> [Task requirements]: Collect every line in the records below that contains the string "positive", and copy each line in full.

> [Dataset content]:
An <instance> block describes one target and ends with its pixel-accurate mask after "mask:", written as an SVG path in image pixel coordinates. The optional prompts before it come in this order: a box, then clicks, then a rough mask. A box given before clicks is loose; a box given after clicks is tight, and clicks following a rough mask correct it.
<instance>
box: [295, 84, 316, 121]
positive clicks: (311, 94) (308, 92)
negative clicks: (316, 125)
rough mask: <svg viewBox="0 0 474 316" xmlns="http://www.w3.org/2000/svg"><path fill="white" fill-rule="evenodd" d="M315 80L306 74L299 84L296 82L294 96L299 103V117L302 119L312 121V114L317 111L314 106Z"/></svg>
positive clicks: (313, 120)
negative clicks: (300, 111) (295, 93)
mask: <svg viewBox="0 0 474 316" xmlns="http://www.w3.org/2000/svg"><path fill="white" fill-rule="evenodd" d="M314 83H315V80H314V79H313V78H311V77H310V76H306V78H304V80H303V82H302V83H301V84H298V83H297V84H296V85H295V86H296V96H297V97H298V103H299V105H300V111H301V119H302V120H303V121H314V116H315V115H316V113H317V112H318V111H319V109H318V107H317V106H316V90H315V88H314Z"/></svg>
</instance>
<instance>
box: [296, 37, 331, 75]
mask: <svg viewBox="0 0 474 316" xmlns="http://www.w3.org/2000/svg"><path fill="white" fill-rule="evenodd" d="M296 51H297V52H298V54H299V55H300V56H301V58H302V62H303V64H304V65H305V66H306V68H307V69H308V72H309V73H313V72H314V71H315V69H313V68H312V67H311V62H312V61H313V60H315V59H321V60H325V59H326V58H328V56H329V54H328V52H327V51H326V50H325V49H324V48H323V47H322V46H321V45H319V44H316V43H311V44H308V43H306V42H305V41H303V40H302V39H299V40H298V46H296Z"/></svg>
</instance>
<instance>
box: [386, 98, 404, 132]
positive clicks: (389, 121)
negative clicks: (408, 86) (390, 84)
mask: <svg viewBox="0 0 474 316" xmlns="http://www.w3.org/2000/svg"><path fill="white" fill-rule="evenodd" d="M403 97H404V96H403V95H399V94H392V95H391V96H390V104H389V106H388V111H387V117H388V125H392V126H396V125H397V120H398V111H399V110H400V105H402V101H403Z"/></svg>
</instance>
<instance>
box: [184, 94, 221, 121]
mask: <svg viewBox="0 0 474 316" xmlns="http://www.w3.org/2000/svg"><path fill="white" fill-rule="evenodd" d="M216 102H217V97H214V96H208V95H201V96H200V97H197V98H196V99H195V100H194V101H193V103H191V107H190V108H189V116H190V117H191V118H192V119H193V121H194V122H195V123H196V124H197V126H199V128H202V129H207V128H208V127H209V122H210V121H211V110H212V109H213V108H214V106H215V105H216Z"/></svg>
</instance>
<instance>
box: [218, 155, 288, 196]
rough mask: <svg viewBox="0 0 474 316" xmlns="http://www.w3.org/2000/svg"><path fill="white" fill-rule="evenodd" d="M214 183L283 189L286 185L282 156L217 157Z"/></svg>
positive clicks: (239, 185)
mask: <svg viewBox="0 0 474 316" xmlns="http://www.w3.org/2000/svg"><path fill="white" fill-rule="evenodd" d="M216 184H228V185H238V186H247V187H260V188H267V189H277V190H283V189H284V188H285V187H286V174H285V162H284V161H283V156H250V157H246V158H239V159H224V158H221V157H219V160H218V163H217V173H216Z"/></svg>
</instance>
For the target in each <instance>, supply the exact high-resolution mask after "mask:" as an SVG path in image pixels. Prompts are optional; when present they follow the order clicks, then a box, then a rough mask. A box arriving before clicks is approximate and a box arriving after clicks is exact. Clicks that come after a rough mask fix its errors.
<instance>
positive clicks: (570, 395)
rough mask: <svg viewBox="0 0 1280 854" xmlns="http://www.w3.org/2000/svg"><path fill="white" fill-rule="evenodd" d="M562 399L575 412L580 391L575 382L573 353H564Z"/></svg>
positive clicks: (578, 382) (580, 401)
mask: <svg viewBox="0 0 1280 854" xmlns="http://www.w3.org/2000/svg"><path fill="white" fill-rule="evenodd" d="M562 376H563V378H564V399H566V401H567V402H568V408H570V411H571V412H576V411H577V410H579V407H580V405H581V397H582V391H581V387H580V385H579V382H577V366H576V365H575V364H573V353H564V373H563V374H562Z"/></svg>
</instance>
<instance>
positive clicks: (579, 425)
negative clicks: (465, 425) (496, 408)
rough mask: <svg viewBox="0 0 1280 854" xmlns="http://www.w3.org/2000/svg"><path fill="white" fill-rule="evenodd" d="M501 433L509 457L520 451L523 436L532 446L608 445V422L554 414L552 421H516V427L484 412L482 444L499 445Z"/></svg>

> [Reply to the task]:
positive clicks: (311, 94) (308, 92)
positive clicks: (313, 120)
positive clicks: (389, 121)
positive clicks: (239, 185)
positive clicks: (570, 395)
positive clicks: (578, 382) (580, 401)
positive clicks: (579, 425)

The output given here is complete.